** Begin RECORDS PROVIDED **

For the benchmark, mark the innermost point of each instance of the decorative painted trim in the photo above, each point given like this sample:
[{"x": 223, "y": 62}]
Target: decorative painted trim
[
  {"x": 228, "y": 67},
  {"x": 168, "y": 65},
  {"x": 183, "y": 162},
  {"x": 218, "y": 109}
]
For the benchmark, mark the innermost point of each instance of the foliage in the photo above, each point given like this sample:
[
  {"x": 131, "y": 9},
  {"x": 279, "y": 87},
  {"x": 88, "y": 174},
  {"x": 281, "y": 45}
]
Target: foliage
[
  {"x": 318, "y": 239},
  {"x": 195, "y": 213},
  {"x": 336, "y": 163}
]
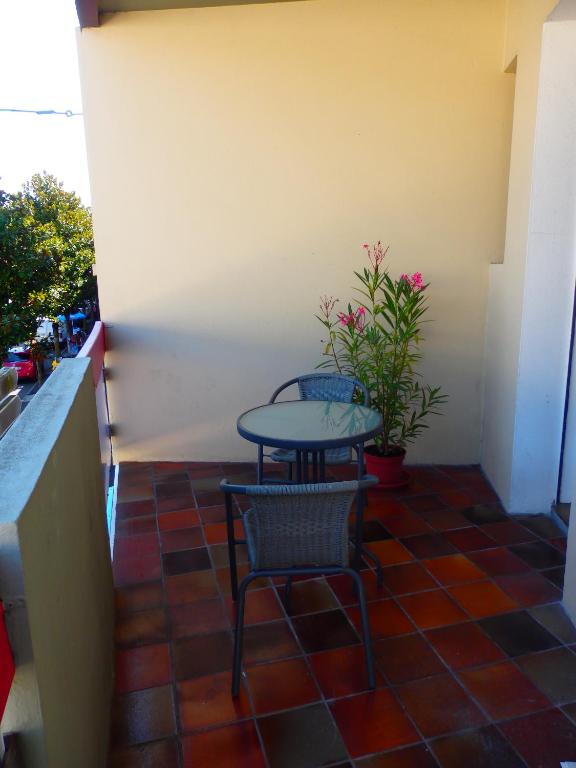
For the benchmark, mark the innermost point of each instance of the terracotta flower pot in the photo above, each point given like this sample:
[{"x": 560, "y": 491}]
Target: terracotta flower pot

** End RECORDS PROVIDED **

* [TASK GOAL]: Set out every line of all the rows above as a numbered list, omitting blank lines and leaving the pictures out.

* [ANSWER TO THE PROBLEM]:
1. For the benchmark, mark the innermost point of each instance of the decorative painted trim in the photo above, each point given like this sample:
2. [{"x": 223, "y": 62}]
3. Target: decorative painted trim
4. [
5.   {"x": 228, "y": 67},
6.   {"x": 168, "y": 65},
7.   {"x": 183, "y": 162},
8.   {"x": 218, "y": 109}
9. ]
10. For the benchmark, mark the innermost point of each instance of the foliage in the photo above, each point given like this sample:
11. [
12.   {"x": 131, "y": 9},
13.   {"x": 279, "y": 87},
14.   {"x": 88, "y": 174},
15.   {"x": 281, "y": 45}
16. ]
17. Target: foliage
18. [
19.   {"x": 318, "y": 239},
20.   {"x": 195, "y": 213},
21.   {"x": 336, "y": 163}
22. ]
23. For the benchmark, mark the innermost point of each instance of the terracotta flower pot in the photo above, each point given like this sample:
24. [{"x": 560, "y": 491}]
25. Target: terracotta flower pot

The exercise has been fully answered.